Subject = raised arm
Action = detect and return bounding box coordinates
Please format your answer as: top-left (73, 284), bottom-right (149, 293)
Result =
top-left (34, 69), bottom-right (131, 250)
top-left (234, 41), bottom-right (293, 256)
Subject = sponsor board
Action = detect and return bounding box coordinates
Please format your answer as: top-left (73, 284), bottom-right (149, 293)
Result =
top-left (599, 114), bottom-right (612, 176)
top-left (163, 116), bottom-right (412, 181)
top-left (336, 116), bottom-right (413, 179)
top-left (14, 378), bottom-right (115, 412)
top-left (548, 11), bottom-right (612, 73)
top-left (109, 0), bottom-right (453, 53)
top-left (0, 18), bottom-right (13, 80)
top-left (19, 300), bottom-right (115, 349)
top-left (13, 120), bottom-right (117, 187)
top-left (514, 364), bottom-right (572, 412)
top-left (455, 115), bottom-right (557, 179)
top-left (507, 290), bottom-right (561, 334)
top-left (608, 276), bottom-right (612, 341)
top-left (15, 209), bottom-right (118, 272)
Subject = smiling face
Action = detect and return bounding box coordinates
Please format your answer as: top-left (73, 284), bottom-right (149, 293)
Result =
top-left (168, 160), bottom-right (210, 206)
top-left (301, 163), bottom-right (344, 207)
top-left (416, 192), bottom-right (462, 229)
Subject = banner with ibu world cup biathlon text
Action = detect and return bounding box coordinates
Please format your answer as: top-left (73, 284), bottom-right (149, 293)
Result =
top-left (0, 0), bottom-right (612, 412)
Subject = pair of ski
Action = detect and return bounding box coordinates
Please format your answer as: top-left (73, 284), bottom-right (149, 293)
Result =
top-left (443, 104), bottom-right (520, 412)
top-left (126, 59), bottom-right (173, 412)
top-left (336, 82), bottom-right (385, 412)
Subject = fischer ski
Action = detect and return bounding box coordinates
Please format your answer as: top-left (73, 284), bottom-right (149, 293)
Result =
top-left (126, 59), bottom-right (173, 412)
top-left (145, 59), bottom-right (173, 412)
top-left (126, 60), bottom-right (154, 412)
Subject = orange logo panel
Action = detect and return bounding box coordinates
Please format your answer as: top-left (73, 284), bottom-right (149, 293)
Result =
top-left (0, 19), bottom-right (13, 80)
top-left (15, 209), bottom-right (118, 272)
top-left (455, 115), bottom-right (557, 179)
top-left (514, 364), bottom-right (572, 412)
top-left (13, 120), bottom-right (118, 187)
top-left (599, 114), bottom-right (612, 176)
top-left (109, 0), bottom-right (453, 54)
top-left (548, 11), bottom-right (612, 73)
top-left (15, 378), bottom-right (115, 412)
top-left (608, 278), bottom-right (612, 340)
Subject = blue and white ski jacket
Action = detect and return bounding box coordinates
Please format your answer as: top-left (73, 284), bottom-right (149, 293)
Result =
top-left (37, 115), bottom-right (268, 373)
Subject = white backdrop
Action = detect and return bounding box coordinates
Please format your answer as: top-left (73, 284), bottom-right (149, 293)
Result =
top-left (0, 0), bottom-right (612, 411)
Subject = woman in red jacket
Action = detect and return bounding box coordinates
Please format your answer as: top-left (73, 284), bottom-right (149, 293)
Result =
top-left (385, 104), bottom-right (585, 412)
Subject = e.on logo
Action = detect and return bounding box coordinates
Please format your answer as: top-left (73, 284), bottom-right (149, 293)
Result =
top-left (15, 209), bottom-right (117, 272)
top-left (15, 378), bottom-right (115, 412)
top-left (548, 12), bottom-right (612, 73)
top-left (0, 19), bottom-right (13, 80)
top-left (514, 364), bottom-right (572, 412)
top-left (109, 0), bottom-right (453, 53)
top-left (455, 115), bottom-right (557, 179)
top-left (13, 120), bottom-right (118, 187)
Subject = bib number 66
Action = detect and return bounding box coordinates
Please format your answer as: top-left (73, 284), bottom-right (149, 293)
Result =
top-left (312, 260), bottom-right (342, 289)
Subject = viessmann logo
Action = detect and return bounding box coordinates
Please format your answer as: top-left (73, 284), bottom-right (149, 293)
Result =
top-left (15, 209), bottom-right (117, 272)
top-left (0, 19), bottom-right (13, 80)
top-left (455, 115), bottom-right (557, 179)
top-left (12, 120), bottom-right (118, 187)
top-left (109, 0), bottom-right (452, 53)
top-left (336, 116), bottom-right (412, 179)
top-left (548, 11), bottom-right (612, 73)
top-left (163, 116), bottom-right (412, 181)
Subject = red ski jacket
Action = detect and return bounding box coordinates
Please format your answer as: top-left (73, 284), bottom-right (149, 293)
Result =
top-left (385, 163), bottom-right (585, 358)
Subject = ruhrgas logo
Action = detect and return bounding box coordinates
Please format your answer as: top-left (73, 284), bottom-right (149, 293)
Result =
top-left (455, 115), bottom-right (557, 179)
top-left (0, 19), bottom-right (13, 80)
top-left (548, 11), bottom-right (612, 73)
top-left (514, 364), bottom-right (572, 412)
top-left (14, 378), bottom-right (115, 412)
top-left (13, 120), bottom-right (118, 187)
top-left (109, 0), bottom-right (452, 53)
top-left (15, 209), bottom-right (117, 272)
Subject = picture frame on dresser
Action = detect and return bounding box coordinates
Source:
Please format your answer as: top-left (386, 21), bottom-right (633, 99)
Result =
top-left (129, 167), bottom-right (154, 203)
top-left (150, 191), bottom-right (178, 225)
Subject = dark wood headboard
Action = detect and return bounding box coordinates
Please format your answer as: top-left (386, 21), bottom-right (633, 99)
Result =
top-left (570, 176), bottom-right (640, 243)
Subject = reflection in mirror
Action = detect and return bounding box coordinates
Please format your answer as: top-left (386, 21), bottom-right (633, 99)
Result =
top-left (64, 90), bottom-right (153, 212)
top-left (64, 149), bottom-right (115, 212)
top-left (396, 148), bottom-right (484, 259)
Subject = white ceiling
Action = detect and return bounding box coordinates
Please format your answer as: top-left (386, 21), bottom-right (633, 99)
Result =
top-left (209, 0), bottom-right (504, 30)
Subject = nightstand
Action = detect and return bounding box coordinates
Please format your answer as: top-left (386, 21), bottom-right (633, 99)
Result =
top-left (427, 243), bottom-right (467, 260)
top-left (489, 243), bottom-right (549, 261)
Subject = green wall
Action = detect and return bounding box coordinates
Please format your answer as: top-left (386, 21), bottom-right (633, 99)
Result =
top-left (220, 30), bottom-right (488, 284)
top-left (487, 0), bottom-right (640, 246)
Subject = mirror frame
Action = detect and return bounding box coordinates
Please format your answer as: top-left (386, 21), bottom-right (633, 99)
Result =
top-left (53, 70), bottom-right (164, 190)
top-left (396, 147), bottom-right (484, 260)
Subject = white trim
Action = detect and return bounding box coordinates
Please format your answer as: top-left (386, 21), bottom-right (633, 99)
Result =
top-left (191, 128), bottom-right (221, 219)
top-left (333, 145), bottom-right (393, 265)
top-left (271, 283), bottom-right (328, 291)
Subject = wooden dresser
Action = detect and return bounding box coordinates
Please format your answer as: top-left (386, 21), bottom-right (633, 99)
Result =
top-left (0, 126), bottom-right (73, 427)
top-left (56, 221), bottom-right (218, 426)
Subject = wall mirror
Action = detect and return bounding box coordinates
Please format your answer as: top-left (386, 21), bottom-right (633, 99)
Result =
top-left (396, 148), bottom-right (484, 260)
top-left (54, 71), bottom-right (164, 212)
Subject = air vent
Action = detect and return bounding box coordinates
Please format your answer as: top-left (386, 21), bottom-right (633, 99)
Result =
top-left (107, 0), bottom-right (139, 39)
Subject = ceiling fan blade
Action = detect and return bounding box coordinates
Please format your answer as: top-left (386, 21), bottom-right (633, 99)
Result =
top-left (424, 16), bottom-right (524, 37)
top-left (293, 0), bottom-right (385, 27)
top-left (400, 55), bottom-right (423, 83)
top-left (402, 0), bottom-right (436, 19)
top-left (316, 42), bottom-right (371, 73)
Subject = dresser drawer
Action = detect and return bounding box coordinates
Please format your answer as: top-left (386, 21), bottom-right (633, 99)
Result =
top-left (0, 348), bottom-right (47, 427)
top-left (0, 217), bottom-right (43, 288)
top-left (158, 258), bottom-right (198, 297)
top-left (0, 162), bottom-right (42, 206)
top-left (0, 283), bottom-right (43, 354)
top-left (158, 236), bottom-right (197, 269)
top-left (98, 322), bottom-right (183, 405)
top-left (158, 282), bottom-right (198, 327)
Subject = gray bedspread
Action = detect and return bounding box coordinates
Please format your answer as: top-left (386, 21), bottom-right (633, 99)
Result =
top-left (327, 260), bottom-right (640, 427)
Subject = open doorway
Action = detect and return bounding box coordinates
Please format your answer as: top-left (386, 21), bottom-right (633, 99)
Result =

───

## Your task
Set out the material above as a numbered list, starting with the line that contains "Subject = red ski jacket" and going on through the line that contains "top-left (570, 176), bottom-right (640, 243)". Both lines are included, and blank lines are left out.

## In response
1. Subject = red ski jacket
2. Action = detect and return bounding box coordinates
3. Please format your answer as: top-left (73, 284), bottom-right (149, 293)
4. Result =
5. top-left (385, 163), bottom-right (585, 358)
6. Subject = ruhrgas logo
7. Action = detect and return bounding box coordinates
8. Please format your answer as: top-left (73, 284), bottom-right (149, 293)
9. Result =
10. top-left (455, 115), bottom-right (557, 179)
11. top-left (0, 19), bottom-right (13, 80)
12. top-left (548, 11), bottom-right (612, 73)
13. top-left (514, 364), bottom-right (572, 412)
14. top-left (14, 378), bottom-right (115, 412)
15. top-left (13, 120), bottom-right (118, 187)
16. top-left (109, 0), bottom-right (452, 53)
17. top-left (15, 209), bottom-right (117, 272)
18. Subject = picture frame on dresser
19. Action = detect and return bounding box coordinates
20. Source:
21. Please format your answer as: top-left (386, 21), bottom-right (633, 99)
22. Result =
23. top-left (129, 167), bottom-right (154, 203)
24. top-left (150, 191), bottom-right (178, 225)
25. Subject = dark wood headboard
26. Action = detect and return bounding box coordinates
27. Please format your answer as: top-left (386, 21), bottom-right (633, 99)
28. Result =
29. top-left (570, 176), bottom-right (640, 243)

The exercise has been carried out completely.